#### Supplied text:
○ ○ ○ ○ ○ ○ ○

That is how I ended that journey. I was happy with the results, but longing for something more. My wife then introduced me to Debra. She said that she was looking for people who had never tried yoga to try it and see how they liked it. Knowing me like she does, she thought I might be interested. My previous knowledge of yoga is simple....nothing. I knew people who did it, I knew that you used a mat, and I knew it involved stretching and poses of some sort. That sums up my collective knowledge of yoga prior to December 1, 2012.
The last four weeks have been the most enlightening experience of my life. FINALLY, I have found that most elusive element that I had been searching for the last 11 years. Not only am I working my body in ways that I never have before, but I am experiencing a connection to my body the likes of which I have never experienced. When I would workout in the gym, I would focus on the movements, making sure my form was right, and checking myself out in the mirror (yes, we all do that). I would do reps of 12-15 and would really begin to hate numbers beginning at 10 because that’s when it would really start to hurt. No emphasis was placed on breathing, or honoring your body and what it was telling you. Truly there was a disconnect between body and mind. You turned your mind off to work through the pain. The right hand really didn't know what the left one was doing! Through yoga I can focus on body, mind, and soul all at the same time. After a workout, my body now feels energized, not beaten down.

○ ○ ○ ○ ○ ○ ○

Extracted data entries
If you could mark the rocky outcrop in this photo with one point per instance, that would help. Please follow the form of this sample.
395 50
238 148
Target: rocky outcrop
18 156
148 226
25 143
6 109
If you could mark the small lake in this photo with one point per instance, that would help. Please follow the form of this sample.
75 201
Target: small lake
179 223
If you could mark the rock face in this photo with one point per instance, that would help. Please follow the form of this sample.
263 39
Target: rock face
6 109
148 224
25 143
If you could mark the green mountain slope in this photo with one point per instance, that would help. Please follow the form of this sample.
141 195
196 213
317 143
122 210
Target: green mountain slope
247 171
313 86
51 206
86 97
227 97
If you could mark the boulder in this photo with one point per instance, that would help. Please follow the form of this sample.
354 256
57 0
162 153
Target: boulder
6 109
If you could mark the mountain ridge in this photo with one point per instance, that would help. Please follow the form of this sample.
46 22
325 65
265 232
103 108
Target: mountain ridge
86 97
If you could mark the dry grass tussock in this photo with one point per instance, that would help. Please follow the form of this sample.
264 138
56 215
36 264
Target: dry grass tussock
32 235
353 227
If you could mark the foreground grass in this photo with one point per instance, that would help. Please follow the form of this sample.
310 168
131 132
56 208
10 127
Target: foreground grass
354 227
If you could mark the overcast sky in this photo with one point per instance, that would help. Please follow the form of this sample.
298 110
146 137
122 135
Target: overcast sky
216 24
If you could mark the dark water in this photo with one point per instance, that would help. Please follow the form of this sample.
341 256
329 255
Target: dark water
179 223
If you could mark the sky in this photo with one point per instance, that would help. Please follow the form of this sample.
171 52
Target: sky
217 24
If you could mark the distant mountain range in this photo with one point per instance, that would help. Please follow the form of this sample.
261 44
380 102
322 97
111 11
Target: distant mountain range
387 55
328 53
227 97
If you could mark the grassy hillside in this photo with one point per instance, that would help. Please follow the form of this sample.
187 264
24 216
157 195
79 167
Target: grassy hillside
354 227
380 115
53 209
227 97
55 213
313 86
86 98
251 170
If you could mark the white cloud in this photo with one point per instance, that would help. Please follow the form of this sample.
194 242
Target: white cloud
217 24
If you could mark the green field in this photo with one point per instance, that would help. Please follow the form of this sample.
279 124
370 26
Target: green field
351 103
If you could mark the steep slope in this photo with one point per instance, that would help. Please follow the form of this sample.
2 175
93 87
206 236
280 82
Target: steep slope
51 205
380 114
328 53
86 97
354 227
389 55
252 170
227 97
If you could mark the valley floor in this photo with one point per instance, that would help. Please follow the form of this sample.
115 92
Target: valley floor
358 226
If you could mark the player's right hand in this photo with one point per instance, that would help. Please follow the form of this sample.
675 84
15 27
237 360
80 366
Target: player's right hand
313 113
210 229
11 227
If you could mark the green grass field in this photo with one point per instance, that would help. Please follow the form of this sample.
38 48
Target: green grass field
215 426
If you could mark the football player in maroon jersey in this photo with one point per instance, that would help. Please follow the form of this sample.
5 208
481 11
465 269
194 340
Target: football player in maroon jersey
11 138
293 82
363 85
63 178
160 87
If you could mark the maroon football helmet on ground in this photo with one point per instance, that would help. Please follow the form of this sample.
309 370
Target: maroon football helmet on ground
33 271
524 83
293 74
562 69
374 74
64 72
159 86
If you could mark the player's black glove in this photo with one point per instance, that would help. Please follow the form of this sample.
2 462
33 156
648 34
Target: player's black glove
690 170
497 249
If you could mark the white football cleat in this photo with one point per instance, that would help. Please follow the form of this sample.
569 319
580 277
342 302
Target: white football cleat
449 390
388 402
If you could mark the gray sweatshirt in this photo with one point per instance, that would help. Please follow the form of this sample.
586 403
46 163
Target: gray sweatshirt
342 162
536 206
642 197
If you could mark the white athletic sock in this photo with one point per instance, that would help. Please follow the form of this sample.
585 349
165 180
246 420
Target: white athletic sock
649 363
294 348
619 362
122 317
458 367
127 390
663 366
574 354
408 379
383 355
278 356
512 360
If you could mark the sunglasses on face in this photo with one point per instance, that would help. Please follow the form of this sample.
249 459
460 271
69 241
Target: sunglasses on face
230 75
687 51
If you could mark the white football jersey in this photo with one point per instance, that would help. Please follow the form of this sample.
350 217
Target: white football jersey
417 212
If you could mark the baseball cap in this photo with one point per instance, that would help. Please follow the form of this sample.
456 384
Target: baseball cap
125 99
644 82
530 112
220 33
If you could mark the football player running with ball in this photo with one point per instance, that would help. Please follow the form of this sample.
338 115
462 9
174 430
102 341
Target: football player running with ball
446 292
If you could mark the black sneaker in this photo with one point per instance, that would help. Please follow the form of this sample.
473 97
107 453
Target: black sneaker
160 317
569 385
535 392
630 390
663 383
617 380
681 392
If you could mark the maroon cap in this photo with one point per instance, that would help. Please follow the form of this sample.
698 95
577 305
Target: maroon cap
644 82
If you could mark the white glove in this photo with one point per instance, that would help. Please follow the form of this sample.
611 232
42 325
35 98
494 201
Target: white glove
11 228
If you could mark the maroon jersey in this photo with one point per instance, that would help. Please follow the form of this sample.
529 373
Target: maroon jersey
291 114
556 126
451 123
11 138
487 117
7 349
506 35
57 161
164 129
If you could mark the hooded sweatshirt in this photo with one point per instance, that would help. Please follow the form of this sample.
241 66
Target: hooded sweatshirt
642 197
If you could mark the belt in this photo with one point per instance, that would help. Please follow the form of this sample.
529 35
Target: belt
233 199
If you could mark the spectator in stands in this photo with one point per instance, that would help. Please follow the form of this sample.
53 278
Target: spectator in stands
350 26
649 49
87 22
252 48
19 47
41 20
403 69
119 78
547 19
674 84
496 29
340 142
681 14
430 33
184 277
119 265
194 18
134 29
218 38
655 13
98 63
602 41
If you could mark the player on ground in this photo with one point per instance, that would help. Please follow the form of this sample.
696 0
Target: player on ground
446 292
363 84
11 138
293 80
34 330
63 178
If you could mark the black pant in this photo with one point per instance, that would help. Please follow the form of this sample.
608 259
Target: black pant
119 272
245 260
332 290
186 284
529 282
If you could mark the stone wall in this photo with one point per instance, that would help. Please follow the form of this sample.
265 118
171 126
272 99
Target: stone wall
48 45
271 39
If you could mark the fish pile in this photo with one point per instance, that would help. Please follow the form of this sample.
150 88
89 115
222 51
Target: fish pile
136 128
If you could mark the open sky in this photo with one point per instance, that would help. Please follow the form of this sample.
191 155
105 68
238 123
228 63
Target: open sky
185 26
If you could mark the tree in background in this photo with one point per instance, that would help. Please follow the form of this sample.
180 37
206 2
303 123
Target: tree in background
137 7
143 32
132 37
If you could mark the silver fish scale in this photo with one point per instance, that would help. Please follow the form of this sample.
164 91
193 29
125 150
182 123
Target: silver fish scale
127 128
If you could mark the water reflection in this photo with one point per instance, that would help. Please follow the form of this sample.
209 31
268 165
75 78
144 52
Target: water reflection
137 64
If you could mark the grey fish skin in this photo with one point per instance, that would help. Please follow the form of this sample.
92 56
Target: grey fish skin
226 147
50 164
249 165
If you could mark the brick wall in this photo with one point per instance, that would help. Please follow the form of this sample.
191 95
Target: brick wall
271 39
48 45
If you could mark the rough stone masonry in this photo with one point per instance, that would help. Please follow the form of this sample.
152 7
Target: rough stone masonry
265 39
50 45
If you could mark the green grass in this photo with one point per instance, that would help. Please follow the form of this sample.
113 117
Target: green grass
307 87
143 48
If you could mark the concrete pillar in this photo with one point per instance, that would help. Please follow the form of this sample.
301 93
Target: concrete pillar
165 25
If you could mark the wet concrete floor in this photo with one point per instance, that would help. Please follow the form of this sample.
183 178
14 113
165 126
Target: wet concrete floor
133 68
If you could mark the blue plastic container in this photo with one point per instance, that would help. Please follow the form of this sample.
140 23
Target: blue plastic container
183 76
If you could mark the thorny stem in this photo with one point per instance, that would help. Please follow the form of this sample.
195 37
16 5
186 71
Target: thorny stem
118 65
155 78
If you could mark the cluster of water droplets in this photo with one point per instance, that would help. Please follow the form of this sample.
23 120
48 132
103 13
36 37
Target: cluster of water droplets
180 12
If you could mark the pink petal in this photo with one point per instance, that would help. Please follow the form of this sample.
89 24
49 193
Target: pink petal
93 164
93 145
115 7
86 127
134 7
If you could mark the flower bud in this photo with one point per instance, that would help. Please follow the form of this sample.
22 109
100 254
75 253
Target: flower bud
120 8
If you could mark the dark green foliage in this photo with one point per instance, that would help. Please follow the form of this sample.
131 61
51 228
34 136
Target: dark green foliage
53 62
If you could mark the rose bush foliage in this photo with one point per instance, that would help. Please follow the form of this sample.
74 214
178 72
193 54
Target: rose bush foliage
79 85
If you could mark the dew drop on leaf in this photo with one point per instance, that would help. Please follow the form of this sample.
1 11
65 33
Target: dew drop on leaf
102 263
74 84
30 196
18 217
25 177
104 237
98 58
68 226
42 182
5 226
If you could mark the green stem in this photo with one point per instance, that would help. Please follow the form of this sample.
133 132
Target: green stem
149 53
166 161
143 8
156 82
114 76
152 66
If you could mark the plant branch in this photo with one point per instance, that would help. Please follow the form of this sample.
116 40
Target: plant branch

○ ○ ○ ○ ○ ○ ○

#### Set of tasks:
1. Rewrite everything in the yoga account from "That is how" down to "December 1, 2012.", changing "wife" to "sister".
2. Continue the account of taking up yoga from the point where it stops.

#### Answer list:
1.
That is how I ended that journey. I was happy with the results, but longing for something more. My sister then introduced me to Debra. She said that she was looking for people who had never tried yoga to try it and see how they liked it. Knowing me like she does, she thought I might be interested. My previous knowledge of yoga is simple....nothing. I knew people who did it, I knew that you used a mat, and I knew it involved stretching and poses of some sort. That sums up my collective knowledge of yoga prior to December 1, 2012.

2.
I would not be telling the truth if I didn't say that the first few weeks were quite awkward. There is definitely a learning curve that takes place in learning the poses, breathing, and flowing between. I find myself looking forward to my yoga everyday. It is a place where I can shed all of the extra baggage of my day, and I can work on ME. After four weeks, I feel more flexible, I feel more energized and most importantly, I feel BALANCED. When I say balanced, I mean that for the first time in my life, my body is working together with itself, at my intention. I look forward to these next four weeks. I feel like I have surpassed those first "baby steps" on this new journey, and now I am ready to take the next steps with an intent and purpose like never before. No doubt as time goes on, I will get stronger, I will be more flexible, I WILL be in balance! I am emboldened to continue on, I look forward to what I will discover about myself these next four weeks. I also go forward with a feeling of gratitude for Debra, who has opened this pathway for me. Life is a series of journeys where the destination is not necessarily the primary benefit, it is the souls you encounter along your path. Namaste.